Referring expression grounding data:
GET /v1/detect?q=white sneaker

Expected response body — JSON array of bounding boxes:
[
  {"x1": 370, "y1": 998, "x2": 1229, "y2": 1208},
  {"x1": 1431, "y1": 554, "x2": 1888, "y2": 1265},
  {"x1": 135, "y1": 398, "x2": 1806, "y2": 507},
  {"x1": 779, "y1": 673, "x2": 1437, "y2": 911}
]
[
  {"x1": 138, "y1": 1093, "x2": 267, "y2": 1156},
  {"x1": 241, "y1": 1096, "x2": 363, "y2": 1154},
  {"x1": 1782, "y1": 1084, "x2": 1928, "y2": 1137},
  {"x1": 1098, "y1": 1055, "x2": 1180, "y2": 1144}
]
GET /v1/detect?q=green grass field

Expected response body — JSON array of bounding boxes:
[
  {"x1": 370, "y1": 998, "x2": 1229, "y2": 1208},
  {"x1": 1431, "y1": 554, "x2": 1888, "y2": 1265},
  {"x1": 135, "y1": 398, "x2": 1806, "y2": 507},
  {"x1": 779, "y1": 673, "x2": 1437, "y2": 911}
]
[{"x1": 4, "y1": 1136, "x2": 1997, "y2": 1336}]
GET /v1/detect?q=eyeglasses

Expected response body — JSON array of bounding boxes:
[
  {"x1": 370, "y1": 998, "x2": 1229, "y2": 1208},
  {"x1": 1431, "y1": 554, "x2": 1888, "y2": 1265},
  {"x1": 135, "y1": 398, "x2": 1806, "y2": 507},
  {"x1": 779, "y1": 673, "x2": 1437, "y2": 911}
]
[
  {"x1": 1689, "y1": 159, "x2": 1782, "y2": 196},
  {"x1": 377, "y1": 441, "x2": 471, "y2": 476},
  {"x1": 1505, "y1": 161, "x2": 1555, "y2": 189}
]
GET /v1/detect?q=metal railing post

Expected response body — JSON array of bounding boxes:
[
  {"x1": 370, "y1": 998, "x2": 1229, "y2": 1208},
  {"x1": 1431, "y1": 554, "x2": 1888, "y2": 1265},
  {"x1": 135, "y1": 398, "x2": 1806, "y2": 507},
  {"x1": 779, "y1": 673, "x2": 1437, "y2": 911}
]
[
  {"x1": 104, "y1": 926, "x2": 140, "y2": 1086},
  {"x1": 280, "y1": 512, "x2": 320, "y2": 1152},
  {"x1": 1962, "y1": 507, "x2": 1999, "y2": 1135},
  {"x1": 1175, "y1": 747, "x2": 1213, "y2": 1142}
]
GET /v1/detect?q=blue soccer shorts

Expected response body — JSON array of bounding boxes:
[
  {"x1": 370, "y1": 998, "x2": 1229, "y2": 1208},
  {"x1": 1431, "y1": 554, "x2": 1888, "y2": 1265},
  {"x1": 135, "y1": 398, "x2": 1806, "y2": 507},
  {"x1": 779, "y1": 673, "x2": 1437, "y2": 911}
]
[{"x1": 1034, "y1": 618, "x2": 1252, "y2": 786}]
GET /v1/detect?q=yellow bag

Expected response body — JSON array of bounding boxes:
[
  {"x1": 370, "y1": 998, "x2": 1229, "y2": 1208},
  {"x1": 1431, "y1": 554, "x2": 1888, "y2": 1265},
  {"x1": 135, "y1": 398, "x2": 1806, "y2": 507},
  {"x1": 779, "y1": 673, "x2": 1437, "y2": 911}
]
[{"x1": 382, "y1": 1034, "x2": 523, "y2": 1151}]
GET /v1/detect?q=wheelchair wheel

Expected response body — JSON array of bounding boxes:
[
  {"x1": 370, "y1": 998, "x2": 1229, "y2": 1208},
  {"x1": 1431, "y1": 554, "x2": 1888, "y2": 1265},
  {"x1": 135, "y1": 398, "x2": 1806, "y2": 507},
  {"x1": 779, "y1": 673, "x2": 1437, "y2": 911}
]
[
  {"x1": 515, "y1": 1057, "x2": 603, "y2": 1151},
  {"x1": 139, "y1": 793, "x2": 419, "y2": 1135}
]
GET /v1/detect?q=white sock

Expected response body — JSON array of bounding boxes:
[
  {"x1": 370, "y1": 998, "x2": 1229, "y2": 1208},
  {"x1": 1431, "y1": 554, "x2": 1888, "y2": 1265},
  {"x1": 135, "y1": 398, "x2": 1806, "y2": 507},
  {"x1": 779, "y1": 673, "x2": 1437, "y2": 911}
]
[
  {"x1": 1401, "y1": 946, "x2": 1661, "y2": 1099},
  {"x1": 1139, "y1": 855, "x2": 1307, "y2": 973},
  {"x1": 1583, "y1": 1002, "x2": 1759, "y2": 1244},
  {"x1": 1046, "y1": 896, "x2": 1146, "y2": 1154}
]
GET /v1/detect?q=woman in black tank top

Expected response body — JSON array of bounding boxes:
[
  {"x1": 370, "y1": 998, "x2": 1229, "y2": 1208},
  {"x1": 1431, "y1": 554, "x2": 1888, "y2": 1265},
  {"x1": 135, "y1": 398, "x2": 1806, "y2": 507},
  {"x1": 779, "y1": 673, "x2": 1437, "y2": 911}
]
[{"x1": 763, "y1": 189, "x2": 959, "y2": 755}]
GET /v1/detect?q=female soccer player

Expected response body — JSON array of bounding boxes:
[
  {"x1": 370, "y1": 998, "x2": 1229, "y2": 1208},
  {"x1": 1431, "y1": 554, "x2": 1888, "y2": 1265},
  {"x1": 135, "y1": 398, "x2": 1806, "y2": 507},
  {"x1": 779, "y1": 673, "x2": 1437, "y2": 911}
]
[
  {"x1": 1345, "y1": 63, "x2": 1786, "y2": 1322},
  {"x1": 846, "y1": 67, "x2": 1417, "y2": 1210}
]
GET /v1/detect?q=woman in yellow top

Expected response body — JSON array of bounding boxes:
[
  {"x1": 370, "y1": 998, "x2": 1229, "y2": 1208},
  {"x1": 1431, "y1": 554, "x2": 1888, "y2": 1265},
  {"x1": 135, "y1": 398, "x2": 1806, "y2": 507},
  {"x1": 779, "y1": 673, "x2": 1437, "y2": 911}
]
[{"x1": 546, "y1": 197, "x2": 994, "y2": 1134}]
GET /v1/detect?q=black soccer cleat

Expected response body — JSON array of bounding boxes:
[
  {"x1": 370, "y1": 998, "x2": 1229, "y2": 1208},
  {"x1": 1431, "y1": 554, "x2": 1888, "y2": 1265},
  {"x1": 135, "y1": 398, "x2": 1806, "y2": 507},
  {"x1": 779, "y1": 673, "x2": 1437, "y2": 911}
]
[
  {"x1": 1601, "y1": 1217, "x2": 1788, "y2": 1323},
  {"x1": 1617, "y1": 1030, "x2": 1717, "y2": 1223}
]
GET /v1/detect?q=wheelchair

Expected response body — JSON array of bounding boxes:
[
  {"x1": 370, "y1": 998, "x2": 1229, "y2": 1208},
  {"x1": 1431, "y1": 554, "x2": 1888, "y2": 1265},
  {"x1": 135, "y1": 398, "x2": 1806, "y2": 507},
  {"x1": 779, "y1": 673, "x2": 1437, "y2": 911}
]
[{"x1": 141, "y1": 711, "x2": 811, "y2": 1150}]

> **What this task involves**:
Show all lines above holding the word "soccer".

> **Answer section**:
GET /v1/detect?q=blue soccer shorts
GET /v1/detect?q=female soccer player
GET /v1/detect?q=black soccer cleat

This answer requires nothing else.